Direction: Pull out every line of the entries below that contains the string "trousers", and copy each one unchanged. Case counts.

Provided information:
--- START ---

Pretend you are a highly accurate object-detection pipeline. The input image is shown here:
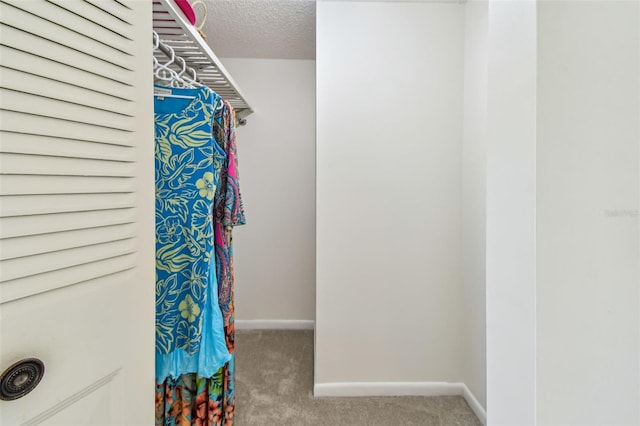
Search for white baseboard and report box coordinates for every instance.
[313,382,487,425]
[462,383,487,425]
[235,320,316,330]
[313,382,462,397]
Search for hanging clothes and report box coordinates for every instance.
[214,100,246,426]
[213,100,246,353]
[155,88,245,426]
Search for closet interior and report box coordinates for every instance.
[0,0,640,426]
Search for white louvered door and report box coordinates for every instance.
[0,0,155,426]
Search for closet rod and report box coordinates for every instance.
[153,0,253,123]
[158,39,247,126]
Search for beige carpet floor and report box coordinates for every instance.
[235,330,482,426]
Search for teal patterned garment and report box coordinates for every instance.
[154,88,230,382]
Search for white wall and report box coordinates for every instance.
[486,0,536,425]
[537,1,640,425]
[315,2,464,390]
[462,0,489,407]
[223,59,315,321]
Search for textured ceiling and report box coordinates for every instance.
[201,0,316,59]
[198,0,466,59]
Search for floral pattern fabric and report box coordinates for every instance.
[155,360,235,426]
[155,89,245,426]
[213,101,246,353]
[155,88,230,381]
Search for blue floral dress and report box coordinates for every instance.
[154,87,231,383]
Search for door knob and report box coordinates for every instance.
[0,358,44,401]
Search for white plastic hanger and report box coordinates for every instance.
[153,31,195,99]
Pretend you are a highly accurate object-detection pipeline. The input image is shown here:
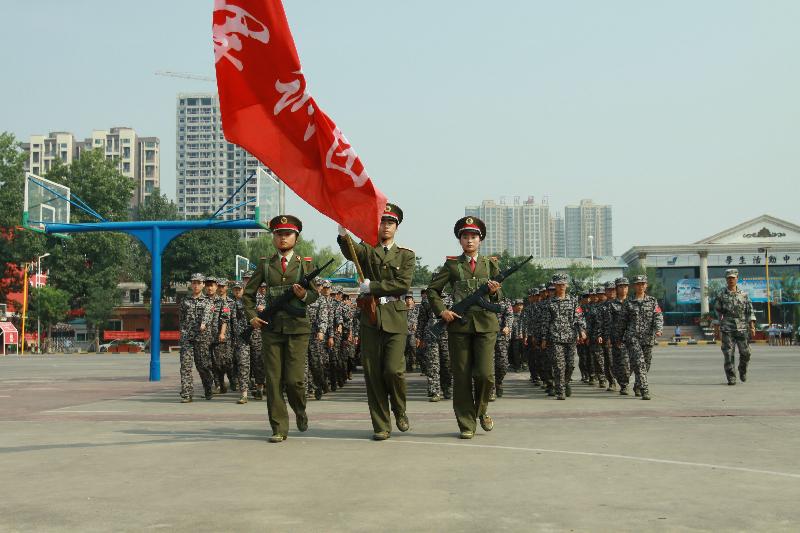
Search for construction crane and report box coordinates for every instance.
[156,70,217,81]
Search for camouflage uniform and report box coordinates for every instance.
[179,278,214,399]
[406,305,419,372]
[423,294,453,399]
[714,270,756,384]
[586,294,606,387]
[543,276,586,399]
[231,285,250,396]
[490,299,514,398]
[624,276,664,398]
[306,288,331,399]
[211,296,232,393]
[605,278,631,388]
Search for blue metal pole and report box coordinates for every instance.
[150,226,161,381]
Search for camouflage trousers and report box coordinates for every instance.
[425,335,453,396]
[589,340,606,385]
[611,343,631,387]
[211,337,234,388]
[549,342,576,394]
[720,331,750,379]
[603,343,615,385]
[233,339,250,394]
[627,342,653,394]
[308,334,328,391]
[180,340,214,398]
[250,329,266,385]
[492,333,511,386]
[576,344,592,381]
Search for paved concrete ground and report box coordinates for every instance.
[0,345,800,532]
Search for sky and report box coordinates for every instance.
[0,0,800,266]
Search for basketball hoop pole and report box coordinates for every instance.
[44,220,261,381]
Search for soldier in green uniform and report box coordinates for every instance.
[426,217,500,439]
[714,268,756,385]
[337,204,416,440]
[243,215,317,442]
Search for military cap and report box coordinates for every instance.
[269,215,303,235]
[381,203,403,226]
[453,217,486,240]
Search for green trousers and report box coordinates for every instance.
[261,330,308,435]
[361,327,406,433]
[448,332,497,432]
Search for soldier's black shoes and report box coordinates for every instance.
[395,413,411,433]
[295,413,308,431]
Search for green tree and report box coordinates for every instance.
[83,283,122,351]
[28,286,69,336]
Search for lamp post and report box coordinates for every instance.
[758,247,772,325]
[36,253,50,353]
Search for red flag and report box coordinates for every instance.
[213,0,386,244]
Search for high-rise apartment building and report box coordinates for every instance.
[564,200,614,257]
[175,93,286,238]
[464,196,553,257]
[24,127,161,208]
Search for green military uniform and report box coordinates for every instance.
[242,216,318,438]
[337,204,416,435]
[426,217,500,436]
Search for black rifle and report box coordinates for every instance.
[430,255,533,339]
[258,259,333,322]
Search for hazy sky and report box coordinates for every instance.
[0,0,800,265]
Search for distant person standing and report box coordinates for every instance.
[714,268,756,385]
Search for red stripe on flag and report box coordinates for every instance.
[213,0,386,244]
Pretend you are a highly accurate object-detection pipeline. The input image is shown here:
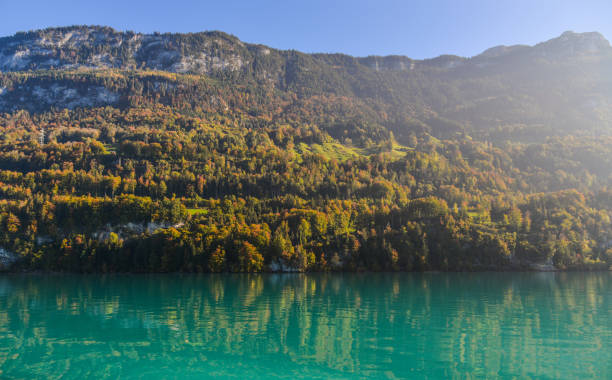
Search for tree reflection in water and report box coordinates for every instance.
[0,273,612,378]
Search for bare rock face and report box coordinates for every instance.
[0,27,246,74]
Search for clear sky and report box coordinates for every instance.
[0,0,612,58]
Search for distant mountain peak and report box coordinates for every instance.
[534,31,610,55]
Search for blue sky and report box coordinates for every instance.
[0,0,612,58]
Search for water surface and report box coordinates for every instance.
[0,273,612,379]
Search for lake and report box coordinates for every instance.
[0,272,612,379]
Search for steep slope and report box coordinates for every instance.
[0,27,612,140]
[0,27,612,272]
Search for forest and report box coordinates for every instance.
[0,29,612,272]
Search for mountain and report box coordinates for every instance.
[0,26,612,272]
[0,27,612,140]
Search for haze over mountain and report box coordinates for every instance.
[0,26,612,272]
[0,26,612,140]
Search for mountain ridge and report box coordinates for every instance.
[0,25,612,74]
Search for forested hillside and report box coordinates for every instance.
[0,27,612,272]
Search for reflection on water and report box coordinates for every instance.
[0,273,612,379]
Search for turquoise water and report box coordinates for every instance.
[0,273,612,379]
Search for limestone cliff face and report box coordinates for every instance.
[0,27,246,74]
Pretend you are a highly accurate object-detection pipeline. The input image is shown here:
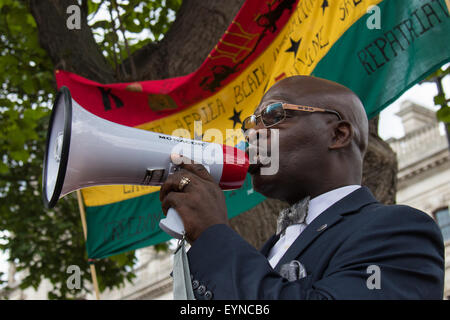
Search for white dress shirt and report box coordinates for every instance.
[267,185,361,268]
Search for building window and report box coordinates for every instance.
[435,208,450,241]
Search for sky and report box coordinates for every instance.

--- END ---

Task solution:
Search for camouflage trousers and report box coordinates for every instance.
Search for green trousers and report box coordinates for every instance.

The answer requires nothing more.